--- TEXT PROVIDED ---

I just returned from a preschool behavioral observation of a high emotion three-year old girl. When I say high emotion, I mean that she responds intensely to all stimuli. When she’s happy, she’s squealing, and when she’s angry or frustrated, she’s screaming or crying. These high emotion children can trigger equally strong reactions in the parents and teachers who care for them.
High emotion children need predictable, calm caregiving techniques; exactly the opposite reaction they often elicit. When emotions in an adult/child conversation escalate, adults are the only ones capable of calming the level of intensity. Unfortunately, we often choose to enter the battle, instead of retreat. It’s extremely hard for us as parents and teachers to “lose” to a three-year old.
Strategies for dealing with a young child’s emotional intensity are multifaceted.
-Environments: Where are your calming spaces? Do you have a soothing corner with bean bag chairs, tumbling mats, or pop-up tents? Are there physical outlets for frustration such as mini-trampolines, sit-and-spins, hanging bars in doorways, empty wading pools filled with mini-balls (for your own makeshift ball pit)?
-Routines: How are transitions handled? Are there predictable routines throughout the day and particularly when emotions run high for this child? Some children go with the flow and others need a lot of preparation for any changes in the daily schedule.
-Attitude: Do you speak to the high emotion child in a calm, authoritative voice? Have you validated the child’s internal struggle? Can you leave the room if you feel yourself getting pulled into the emotion of the moment? How does it feel to “lose” the argument? Is there a way for both of you to “win?”

---

[PROBLEM SET]
A. Rewrite the passage on high emotion children from "I just returned" to "intensity are multifaceted.", replacing "parents" with "caregivers".
B. List every physical outlet for frustration that the passage on high emotion children suggests.
C. Go on with the passage on high emotion children from the point where it stops.

--- EXERCISE DATA ---

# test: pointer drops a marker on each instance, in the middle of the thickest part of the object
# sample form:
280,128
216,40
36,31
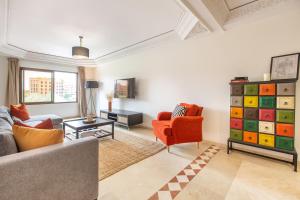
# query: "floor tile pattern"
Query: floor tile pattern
171,189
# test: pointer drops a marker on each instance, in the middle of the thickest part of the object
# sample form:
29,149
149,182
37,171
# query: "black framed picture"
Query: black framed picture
285,67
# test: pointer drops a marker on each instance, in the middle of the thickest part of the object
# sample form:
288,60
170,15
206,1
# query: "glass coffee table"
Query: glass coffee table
80,127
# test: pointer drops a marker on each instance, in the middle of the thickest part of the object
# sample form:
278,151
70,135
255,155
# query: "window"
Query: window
46,86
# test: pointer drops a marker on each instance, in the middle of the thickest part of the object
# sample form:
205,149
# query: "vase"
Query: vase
109,106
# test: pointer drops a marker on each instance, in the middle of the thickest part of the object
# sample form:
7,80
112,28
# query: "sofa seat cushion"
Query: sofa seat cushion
7,143
46,124
163,131
34,120
32,138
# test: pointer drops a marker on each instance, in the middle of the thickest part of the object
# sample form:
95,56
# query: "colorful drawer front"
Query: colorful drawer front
237,101
285,116
251,101
286,102
236,112
236,123
266,127
267,89
251,125
251,89
250,137
286,89
236,134
285,143
285,130
266,140
266,114
237,89
267,102
251,113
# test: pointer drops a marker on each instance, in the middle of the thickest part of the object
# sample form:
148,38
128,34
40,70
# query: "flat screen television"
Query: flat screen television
125,88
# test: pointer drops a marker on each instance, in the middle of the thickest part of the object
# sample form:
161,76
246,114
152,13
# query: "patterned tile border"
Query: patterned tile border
170,190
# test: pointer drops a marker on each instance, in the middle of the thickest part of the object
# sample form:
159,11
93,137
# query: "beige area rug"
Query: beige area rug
123,151
256,182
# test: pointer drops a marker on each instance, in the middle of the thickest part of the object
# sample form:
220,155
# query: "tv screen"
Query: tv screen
125,88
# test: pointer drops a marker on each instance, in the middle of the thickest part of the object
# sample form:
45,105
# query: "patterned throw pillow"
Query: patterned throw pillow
178,111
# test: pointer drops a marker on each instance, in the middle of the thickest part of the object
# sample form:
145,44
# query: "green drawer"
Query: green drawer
267,102
286,116
236,134
251,89
285,143
251,125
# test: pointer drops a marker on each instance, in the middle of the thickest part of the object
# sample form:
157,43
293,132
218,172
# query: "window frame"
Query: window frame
22,83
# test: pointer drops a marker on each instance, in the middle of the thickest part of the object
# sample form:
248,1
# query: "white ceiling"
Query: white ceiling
45,30
53,26
232,4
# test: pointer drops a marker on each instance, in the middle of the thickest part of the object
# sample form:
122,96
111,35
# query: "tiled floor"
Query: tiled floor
219,179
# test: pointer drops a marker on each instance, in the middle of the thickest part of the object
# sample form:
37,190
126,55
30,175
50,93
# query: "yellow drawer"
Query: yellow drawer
286,102
236,112
266,127
266,140
251,101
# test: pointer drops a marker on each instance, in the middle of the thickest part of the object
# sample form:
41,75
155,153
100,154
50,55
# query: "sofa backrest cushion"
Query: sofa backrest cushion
19,111
192,109
4,114
32,138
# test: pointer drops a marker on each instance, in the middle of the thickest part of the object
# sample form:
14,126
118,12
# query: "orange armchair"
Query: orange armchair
178,130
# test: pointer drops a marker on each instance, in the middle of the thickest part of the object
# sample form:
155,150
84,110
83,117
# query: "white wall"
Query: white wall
63,109
3,79
199,69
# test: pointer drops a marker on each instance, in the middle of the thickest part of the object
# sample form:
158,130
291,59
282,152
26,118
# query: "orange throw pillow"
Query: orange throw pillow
32,138
19,111
46,124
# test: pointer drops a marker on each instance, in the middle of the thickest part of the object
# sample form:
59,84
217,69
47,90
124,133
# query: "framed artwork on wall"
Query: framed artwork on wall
285,67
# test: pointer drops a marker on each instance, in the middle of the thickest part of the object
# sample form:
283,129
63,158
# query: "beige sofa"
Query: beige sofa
57,172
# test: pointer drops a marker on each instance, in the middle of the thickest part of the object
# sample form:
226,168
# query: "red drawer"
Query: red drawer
266,114
236,123
285,130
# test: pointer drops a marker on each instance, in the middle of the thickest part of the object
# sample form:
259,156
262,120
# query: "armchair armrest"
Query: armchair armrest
187,128
62,171
164,116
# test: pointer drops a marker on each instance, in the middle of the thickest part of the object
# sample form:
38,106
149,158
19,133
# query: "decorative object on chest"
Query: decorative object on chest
262,115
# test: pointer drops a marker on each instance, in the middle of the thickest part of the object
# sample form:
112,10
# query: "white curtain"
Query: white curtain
13,82
82,93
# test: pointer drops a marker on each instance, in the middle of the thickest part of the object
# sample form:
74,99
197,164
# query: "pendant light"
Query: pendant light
80,52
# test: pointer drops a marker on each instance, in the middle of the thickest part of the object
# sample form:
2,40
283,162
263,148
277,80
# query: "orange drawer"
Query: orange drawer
267,89
285,130
236,112
250,137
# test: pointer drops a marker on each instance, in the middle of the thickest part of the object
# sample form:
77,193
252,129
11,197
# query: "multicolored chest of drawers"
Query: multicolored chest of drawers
262,114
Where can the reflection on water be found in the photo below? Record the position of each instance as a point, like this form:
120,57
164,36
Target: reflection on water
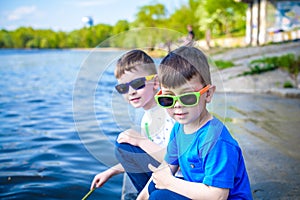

---

[ANSWERS BY TASK]
A.
I just returned from a preschool behavioral observation of a high emotion three-year old girl. When I say high emotion, I mean that she responds intensely to all stimuli. When she’s happy, she’s squealing, and when she’s angry or frustrated, she’s screaming or crying. These high emotion children can trigger equally strong reactions in the caregivers and teachers who care for them.
High emotion children need predictable, calm caregiving techniques; exactly the opposite reaction they often elicit. When emotions in an adult/child conversation escalate, adults are the only ones capable of calming the level of intensity. Unfortunately, we often choose to enter the battle, instead of retreat. It’s extremely hard for us as caregivers and teachers to “lose” to a three-year old.
Strategies for dealing with a young child’s emotional intensity are multifaceted.

B.
- Mini-trampolines
- Sit-and-spins
- Hanging bars in doorways
- Empty wading pools filled with mini-balls

C.
Remember that the adult is the only one who will be able to find a creative solution in the heat of the moment. If you’re out of ideas, you may need to leave the room, clear your head, and think of a viable solution the child might appreciate. Sometimes, we simply cannot bend the rules. When safety is the issue, there is no discussion. That’s not to say the child won’t react in a high emotion way—of course they will. And when they do, we can reassure them by validating their feelings, even when we can’t grant their immediate request.
High emotion children need predictable, steady caregiving. It’s important to remember that intensity is a temperament trait, set by our genes. Although intensity of emotion will be controlled with later development, young children do not yet know how to self-regulate without help. Creating environments and routines that allow for expression of strong emotion and opportunities for self-soothing, coupled with adults who validate and accept the emotions of their child are the best strategies for surviving and thriving during those intense interactions.